-------- TASK INPUT --------

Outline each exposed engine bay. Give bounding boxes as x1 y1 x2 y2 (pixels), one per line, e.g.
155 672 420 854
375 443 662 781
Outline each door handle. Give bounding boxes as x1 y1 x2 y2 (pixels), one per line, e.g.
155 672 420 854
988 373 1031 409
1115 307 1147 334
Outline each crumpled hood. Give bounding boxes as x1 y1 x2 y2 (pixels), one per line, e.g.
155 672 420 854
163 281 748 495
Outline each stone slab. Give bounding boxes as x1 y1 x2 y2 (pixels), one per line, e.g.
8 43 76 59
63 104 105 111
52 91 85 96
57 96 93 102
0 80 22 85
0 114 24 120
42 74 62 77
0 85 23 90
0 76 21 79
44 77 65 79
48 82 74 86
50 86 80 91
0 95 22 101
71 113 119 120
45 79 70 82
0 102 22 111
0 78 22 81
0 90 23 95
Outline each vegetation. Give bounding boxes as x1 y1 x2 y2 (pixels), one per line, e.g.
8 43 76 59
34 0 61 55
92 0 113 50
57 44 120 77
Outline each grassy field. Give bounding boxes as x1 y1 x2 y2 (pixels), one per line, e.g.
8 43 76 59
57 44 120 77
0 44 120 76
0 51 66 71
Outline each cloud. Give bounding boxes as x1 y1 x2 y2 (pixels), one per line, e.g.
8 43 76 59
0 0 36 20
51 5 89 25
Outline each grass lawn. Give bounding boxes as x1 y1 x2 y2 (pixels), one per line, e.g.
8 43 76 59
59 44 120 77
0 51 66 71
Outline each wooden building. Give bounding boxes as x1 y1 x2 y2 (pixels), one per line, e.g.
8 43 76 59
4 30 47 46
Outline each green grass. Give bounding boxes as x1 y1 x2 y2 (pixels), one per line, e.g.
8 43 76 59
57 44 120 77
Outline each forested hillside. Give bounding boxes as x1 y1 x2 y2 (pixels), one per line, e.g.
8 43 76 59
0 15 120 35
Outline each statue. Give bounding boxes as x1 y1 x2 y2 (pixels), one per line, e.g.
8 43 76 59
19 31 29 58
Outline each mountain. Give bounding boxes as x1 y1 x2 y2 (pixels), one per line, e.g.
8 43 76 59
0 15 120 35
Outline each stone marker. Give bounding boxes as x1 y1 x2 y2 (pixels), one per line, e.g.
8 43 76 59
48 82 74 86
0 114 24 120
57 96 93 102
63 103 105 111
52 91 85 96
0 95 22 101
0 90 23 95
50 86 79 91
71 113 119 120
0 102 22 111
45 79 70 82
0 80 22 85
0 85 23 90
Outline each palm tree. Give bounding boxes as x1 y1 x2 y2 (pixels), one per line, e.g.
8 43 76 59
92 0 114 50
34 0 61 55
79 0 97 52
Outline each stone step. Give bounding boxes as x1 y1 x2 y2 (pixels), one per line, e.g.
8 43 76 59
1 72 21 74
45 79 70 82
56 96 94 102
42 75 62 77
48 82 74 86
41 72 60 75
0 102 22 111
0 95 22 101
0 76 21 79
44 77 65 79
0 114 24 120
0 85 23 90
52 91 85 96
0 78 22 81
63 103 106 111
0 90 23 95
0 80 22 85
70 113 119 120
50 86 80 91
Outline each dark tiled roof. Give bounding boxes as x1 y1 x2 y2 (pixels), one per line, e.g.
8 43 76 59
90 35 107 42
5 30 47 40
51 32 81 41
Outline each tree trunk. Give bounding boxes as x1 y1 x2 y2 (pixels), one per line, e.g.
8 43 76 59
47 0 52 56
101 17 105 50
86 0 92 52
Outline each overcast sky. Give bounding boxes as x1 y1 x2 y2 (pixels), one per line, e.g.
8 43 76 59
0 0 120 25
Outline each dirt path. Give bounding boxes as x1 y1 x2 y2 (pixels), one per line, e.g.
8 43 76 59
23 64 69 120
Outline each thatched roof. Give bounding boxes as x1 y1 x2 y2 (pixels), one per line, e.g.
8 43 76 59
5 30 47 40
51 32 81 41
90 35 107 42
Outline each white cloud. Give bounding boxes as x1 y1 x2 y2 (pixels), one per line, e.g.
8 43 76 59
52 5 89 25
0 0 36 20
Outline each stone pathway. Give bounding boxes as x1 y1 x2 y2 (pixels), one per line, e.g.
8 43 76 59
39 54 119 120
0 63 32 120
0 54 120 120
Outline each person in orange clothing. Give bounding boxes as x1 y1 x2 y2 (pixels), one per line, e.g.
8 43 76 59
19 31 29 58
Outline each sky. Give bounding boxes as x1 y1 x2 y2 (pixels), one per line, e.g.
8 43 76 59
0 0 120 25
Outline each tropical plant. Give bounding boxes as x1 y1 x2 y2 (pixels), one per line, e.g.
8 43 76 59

--------

## SET TASK
Can you reproduce the data word for word, from its very first line up to and including the line containing "163 281 748 495"?

## FULL SOLUTION
Outline each exposed engine bay. Give bounding boxes as x1 y1 x2 y2 (pixels), one per line, e.g.
155 672 420 854
375 443 662 781
Outline each door handle. Give bounding boxes as x1 y1 x2 y2 (pixels), one per line, e.g.
155 672 420 854
988 373 1031 409
1115 307 1147 334
Outline each crumpled hood. Give bounding boxes as x1 y1 x2 y2 (pixels), one per line, e.g.
155 672 420 854
163 281 748 495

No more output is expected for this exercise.